**Task directions:** Make an exact copy of the data below, leaving out every picture.

**Data section:**
────────

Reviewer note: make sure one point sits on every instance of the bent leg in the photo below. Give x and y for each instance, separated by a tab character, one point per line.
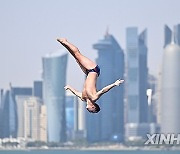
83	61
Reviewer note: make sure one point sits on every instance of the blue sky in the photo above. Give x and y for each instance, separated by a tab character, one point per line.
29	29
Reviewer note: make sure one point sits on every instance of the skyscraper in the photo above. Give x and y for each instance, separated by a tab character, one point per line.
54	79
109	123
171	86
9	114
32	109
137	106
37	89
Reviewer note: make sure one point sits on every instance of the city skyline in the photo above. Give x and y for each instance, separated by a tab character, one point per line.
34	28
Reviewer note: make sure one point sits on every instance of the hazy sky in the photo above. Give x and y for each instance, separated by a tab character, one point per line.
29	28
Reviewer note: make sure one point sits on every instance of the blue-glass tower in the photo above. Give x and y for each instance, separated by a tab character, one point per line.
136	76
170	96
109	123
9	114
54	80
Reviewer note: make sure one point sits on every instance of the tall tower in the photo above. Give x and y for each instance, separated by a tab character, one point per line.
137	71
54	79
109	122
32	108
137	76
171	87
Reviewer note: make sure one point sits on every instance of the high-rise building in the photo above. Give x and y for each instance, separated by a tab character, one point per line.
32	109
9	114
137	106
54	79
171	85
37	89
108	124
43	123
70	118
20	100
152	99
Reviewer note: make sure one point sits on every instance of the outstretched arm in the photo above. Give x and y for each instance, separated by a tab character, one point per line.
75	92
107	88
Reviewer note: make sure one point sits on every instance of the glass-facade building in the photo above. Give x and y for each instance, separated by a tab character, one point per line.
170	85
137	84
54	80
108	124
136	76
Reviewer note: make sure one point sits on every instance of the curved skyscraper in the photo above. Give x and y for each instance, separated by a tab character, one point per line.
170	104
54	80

────────

**Answer to this task:**
Reviewer note: make sure one point sits on every instance of the bent leg in the photo below. Give x and y for each instance, separated by a tab character, one point per line.
83	61
Reviewer note: make sure one point sits on every instance of the blue sky in the photo above. Give x and y for each instance, separated by a tab character, one point per line.
29	29
Reviewer note: make sure one point sits on every instance of the skyscraper in the photo above. Give x and y for each instance, separated by a tab character, one point per line.
54	79
109	123
171	86
9	114
32	109
137	106
37	89
Reviewer note: make sure one point sits on every instance of the city skyline in the photo above. Give x and y for each instance, separated by a tab character, one point per line.
34	28
Reviewer note: make sure one point sits on every instance of the hazy sky in the photo above. Give x and y for each instance, separated by a tab character, one point per line.
29	28
Reviewer note: make sure one point sits on every instance of the blue-glass tower in the photo above. Give x and y for each instance, separated by a tab character, one point per line.
136	76
170	96
109	123
9	114
54	80
Reviewer note: make sure one point sits on every instance of the tall tower in the photo above. Give x and y for each instance, separated by a tab character, one point per line.
137	71
54	79
109	122
32	108
137	76
171	87
Reviewer note: make sure one point sits on every instance of the high-rise building in the photo above. Give x and y for each instance, separated by a tab character, one point per line.
32	109
9	114
137	106
54	79
171	85
37	89
108	124
43	123
70	118
20	100
152	99
Reviewer note: make sure one point sits on every instance of the outstretched arm in the photo above. Give x and y for each instance, separated by a tab character, one point per line.
75	92
107	88
Reviewer note: make sure one point sits on every instance of the glass-facade building in the photo above. Give x and y for each instance, separated by a tab character, one point per line.
170	85
137	84
54	80
108	124
136	76
Reviewer note: make sure one point sits on every instance of the curved skyscraper in the photo above. Give x and y for each instance, separated by a tab character, one point per line.
170	104
54	80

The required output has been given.